Stored data entries
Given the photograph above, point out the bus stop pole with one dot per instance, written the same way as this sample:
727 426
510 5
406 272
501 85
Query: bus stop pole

*YOUR INSTRUCTIONS*
Read through the records above and copy the lines that contain "pole".

*ANSWER FOR THE TASK*
Given the photograph above, point out the bus stop pole with one dot per instance, written the same way as this sample:
Query: bus stop pole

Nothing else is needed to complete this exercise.